--- Items ---
==*==
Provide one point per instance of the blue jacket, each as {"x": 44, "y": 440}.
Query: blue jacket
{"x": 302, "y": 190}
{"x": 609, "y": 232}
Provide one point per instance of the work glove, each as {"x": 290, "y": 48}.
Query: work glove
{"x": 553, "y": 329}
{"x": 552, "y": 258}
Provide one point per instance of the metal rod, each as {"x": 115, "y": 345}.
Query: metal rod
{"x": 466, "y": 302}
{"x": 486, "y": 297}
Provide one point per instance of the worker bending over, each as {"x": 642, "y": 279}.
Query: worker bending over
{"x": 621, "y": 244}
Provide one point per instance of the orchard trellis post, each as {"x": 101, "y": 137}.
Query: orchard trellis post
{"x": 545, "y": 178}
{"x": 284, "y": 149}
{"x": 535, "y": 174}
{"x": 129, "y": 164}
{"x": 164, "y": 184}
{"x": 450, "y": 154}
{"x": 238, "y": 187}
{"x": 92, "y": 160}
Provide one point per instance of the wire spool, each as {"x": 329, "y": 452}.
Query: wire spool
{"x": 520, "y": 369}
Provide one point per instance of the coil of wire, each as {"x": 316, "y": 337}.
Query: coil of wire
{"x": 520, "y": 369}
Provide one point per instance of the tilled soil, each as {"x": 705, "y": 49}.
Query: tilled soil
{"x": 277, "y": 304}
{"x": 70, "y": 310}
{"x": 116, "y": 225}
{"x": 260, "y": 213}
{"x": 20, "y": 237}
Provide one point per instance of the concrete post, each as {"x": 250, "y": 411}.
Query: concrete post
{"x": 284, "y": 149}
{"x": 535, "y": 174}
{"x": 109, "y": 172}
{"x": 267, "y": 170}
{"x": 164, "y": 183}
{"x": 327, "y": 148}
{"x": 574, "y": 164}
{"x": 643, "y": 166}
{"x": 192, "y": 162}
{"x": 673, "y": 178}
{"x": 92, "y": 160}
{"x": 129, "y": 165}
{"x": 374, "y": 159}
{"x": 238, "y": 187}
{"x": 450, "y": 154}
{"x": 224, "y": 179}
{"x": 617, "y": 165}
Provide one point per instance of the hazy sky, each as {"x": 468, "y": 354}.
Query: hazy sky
==*==
--- Written task ---
Copy every one of the lines above word for word, without changing or leaving out anything.

--- Task output ---
Provide one point per instance of the blue jacket, each as {"x": 44, "y": 440}.
Query: blue jacket
{"x": 302, "y": 190}
{"x": 609, "y": 232}
Provide one point per instance of the work glove, each as {"x": 290, "y": 48}.
Query: work glove
{"x": 553, "y": 329}
{"x": 552, "y": 258}
Provide one point per instance of the metal rod, each as {"x": 115, "y": 345}.
Query: metal rod
{"x": 466, "y": 302}
{"x": 486, "y": 297}
Provide one point per instance of the worker bending over, each as {"x": 642, "y": 279}.
Query: worker bending over
{"x": 621, "y": 244}
Provide one point per instance of the orchard trellis post, each as {"x": 101, "y": 137}.
Query: orchard trellis post
{"x": 545, "y": 178}
{"x": 284, "y": 149}
{"x": 535, "y": 174}
{"x": 129, "y": 164}
{"x": 164, "y": 184}
{"x": 450, "y": 154}
{"x": 238, "y": 187}
{"x": 92, "y": 160}
Provide one point per instance of the wire spool, each as {"x": 329, "y": 452}.
Query: wire spool
{"x": 520, "y": 369}
Provide one point per instance of the coil of wire, each as {"x": 316, "y": 337}.
Query: coil of wire
{"x": 520, "y": 369}
Provide one point per instance of the tilled soil, each as {"x": 705, "y": 49}.
Query: tilled soil
{"x": 277, "y": 304}
{"x": 70, "y": 310}
{"x": 116, "y": 225}
{"x": 260, "y": 213}
{"x": 20, "y": 237}
Provide one point per instance of the concrete post, each as {"x": 250, "y": 411}.
Query: concrete post
{"x": 284, "y": 149}
{"x": 535, "y": 174}
{"x": 109, "y": 172}
{"x": 267, "y": 170}
{"x": 164, "y": 183}
{"x": 327, "y": 148}
{"x": 574, "y": 164}
{"x": 643, "y": 166}
{"x": 192, "y": 162}
{"x": 673, "y": 178}
{"x": 92, "y": 160}
{"x": 129, "y": 165}
{"x": 374, "y": 159}
{"x": 238, "y": 187}
{"x": 450, "y": 154}
{"x": 224, "y": 179}
{"x": 617, "y": 165}
Provide one point per instance of the hazy sky, each as {"x": 468, "y": 354}.
Query: hazy sky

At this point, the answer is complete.